■ Task
Reproduce the material from the line containing "of the nasturtium" through the end of the material, substituting "test set" for every occurrence of "evaluation set" and leaving all else unchanged.

■ Input
+ + + +
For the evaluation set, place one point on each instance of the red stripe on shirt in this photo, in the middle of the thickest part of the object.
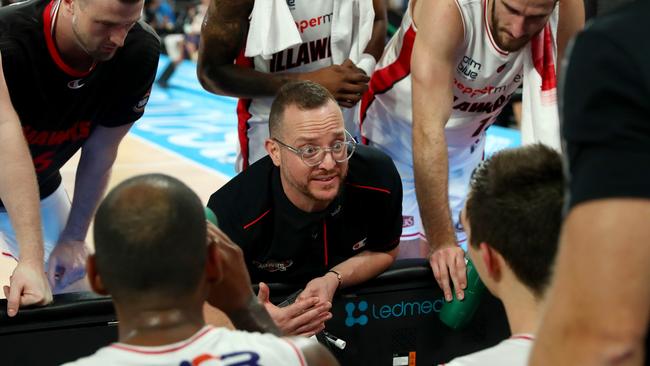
(48, 17)
(257, 219)
(243, 113)
(383, 80)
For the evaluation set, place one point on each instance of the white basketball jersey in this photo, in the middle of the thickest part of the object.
(210, 346)
(485, 77)
(314, 22)
(511, 352)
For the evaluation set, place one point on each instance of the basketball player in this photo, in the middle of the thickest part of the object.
(512, 245)
(466, 62)
(158, 301)
(224, 70)
(76, 75)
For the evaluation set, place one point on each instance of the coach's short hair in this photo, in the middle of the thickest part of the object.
(515, 206)
(306, 95)
(150, 238)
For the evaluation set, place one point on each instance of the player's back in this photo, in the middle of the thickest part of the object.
(220, 346)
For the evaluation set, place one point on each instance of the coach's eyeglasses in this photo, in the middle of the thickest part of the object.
(314, 155)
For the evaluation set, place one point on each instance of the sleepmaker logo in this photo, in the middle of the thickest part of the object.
(361, 313)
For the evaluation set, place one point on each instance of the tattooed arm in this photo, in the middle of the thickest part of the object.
(223, 36)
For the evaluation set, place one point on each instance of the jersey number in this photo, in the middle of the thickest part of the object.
(481, 127)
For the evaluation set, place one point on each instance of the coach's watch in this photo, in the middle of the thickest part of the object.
(338, 277)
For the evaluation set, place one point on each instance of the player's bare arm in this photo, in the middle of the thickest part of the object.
(19, 194)
(440, 34)
(584, 325)
(355, 270)
(223, 36)
(314, 352)
(67, 261)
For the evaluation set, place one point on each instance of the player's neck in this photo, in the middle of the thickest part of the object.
(522, 308)
(159, 327)
(71, 52)
(490, 19)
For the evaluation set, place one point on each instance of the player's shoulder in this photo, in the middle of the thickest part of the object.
(20, 18)
(508, 352)
(372, 167)
(142, 38)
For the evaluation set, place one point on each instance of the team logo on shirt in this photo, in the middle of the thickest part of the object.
(76, 84)
(273, 266)
(469, 68)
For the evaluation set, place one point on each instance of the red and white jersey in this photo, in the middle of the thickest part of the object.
(314, 22)
(511, 352)
(484, 79)
(209, 346)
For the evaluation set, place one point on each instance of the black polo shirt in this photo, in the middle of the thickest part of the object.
(606, 107)
(282, 243)
(59, 107)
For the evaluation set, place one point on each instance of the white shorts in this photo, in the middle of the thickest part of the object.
(460, 172)
(55, 209)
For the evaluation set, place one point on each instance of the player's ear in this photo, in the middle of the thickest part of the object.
(94, 278)
(273, 149)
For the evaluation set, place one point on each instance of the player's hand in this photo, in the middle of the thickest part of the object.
(233, 293)
(346, 82)
(28, 286)
(446, 261)
(67, 263)
(304, 317)
(321, 287)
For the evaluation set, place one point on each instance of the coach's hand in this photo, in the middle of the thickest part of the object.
(28, 286)
(304, 317)
(67, 263)
(322, 287)
(346, 82)
(449, 261)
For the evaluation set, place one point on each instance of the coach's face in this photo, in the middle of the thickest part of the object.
(516, 22)
(101, 26)
(310, 188)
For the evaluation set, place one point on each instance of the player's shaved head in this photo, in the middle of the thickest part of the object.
(150, 238)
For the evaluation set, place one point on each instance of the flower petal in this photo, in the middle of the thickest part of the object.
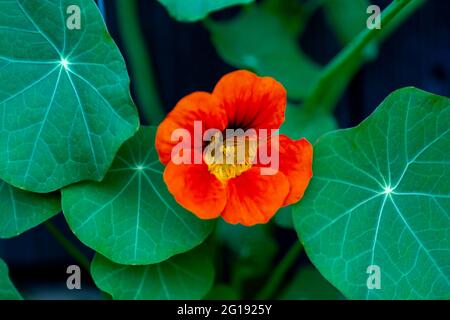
(252, 102)
(194, 188)
(296, 164)
(198, 106)
(253, 198)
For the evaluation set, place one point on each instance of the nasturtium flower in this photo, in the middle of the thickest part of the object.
(237, 191)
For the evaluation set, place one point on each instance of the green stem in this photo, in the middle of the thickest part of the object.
(340, 70)
(139, 61)
(280, 271)
(67, 245)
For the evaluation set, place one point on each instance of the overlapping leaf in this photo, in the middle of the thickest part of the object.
(130, 217)
(257, 40)
(380, 196)
(22, 210)
(7, 289)
(194, 10)
(65, 106)
(346, 17)
(185, 276)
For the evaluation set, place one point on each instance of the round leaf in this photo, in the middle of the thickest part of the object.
(186, 276)
(65, 106)
(7, 289)
(22, 210)
(380, 201)
(130, 217)
(194, 10)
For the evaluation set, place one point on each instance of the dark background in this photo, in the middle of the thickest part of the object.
(184, 60)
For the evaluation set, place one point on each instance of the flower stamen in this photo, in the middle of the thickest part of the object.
(230, 158)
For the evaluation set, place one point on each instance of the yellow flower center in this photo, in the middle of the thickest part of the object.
(230, 158)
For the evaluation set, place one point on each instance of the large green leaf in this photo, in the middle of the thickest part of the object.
(22, 210)
(252, 251)
(7, 289)
(194, 10)
(257, 40)
(65, 106)
(130, 217)
(308, 284)
(380, 196)
(186, 276)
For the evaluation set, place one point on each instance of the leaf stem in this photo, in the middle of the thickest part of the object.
(67, 245)
(139, 61)
(352, 56)
(280, 271)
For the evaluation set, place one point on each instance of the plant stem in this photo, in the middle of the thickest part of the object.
(280, 271)
(352, 57)
(139, 61)
(67, 245)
+ + + +
■ Response to the task
For the test set, place one point on each instance of the nasturtium flower in this photo, in the middle of the thickest part of the object.
(237, 191)
For the test set, place one point on each instance of the green stem in this photo, in the middle of the thickest part of the object.
(340, 70)
(139, 61)
(280, 271)
(67, 245)
For the test set, place one point on each instance of the overlapping leaf in this photo, in the middle of the thickest part of the object.
(130, 217)
(257, 40)
(380, 196)
(22, 210)
(7, 289)
(194, 10)
(65, 106)
(346, 17)
(185, 276)
For the test set, place one point on each instance of the round leaf in this photo, in the middle of the thickest part of the object.
(186, 276)
(65, 106)
(7, 289)
(22, 210)
(380, 201)
(130, 217)
(194, 10)
For the test set, place one point on each instance of the dark background in this photo, in the middle of the thickest part of the object.
(184, 60)
For the test set, place one point on each instance of the flower stamen in this photo, in the middle of the thickest part of the object.
(230, 158)
For the test set, place one point on each instance of the yellow flower center in this photo, in the middle of the thickest part of the object.
(230, 158)
For the test set, place one point on each instance of the large green leaf in this photo, in the middle of the thickest part of the object.
(22, 210)
(252, 251)
(7, 289)
(194, 10)
(257, 40)
(65, 106)
(130, 217)
(308, 284)
(380, 196)
(186, 276)
For the test set, place one point on each instance of the leaf stem in this photo, in the middle of the thickest part of the object.
(67, 245)
(139, 61)
(352, 56)
(280, 271)
For the test set, place one point on each instance of the plant stem in this photo, in the middle of the thickest part of the object.
(280, 271)
(352, 57)
(139, 61)
(67, 245)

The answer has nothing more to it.